# Written exercise 1
Format the records below, from the line with "Trace the outline of every instance of the sky" to the line with "[(256, 0), (0, 0), (0, 35), (256, 34)]", both included, as a two-column CSV with columns named instruction and response. Give one row per request, putting its text and its answer each in a single quoted field with line breaks turned into spaces.

# Text excerpt

***

Daily Market Commentary

Thursday, 27 July 2017 - Market Commentary

Calvin Kuk

US Dollar vs Canadian Dollar

: The Canadian dollar gained half a cent against the USD yesterday after the Federal Open Market Committee released its statement to the market. The loonie continues to outperform after an interest rate hike this month. This is an accommodative silence between the Bank of Canada and the Liberal Government. Prime Minister Trudeau and his Finance Minister Morneau are concerned that Governor Poloz has moved too quickly on raising interest rates, but it is customary to stay out of each other business. Canadian household debt is at all-time highs, and Trudeau's middle-class poster family may find itself tightening up on spending, as borrowing costs go up. The Canadian economy has relied upon the consumer spending for economic recovery and growth since the 2008-09 financial crisis.

***

# Provided information

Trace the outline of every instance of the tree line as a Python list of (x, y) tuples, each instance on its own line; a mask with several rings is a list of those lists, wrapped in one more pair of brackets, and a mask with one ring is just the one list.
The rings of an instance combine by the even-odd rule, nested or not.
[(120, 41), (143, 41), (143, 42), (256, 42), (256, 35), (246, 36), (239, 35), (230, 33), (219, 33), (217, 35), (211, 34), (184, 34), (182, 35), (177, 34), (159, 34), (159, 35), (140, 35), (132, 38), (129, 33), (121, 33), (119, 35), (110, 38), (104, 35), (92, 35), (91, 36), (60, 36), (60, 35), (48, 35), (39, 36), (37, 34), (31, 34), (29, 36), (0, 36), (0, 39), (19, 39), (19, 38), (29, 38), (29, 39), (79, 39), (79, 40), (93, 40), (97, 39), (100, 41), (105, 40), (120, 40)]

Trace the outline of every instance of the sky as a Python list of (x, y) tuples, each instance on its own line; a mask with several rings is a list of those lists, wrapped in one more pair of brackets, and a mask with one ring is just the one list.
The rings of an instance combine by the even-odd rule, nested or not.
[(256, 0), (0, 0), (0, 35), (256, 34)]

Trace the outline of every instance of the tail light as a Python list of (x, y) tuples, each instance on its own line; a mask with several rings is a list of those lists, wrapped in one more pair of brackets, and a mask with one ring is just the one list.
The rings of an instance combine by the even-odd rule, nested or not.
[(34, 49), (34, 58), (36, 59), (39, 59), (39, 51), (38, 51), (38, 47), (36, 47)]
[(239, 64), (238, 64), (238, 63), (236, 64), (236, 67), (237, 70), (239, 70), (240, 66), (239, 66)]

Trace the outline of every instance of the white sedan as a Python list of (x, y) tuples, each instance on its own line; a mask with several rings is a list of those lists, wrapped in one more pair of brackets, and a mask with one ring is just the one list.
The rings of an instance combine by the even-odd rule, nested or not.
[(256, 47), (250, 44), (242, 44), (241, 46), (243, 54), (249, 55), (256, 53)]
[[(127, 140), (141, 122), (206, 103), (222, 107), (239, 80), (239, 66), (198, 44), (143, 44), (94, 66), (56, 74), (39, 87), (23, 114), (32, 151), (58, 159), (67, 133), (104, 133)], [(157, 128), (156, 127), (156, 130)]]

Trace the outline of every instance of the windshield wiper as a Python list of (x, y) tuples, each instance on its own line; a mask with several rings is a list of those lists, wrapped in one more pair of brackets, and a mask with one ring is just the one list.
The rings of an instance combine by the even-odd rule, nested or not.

***

# Written exercise 2
Please retype the market commentary from "Daily Market Commentary" to "2008-09 financial crisis.".

# Written answer 1
instruction,response
"Trace the outline of every instance of the sky as a Python list of (x, y) tuples, each instance on its own line; a mask with several rings is a list of those lists, wrapped in one more pair of brackets, and a mask with one ring is just the one list. The rings of an instance combine by the even-odd rule, nested or not.","[(256, 0), (0, 0), (0, 35), (256, 34)]"

# Written answer 2
Daily Market Commentary

Thursday, 27 July 2017 - Market Commentary

Calvin Kuk

US Dollar vs Canadian Dollar

: The Canadian dollar gained half a cent against the USD yesterday after the Federal Open Market Committee released its statement to the market. The loonie continues to outperform after an interest rate hike this month. This is an accommodative silence between the Bank of Canada and the Liberal Government. Prime Minister Trudeau and his Finance Minister Morneau are concerned that Governor Poloz has moved too quickly on raising interest rates, but it is customary to stay out of each other business. Canadian household debt is at all-time highs, and Trudeau's middle-class poster family may find itself tightening up on spending, as borrowing costs go up. The Canadian economy has relied upon the consumer spending for economic recovery and growth since the 2008-09 financial crisis.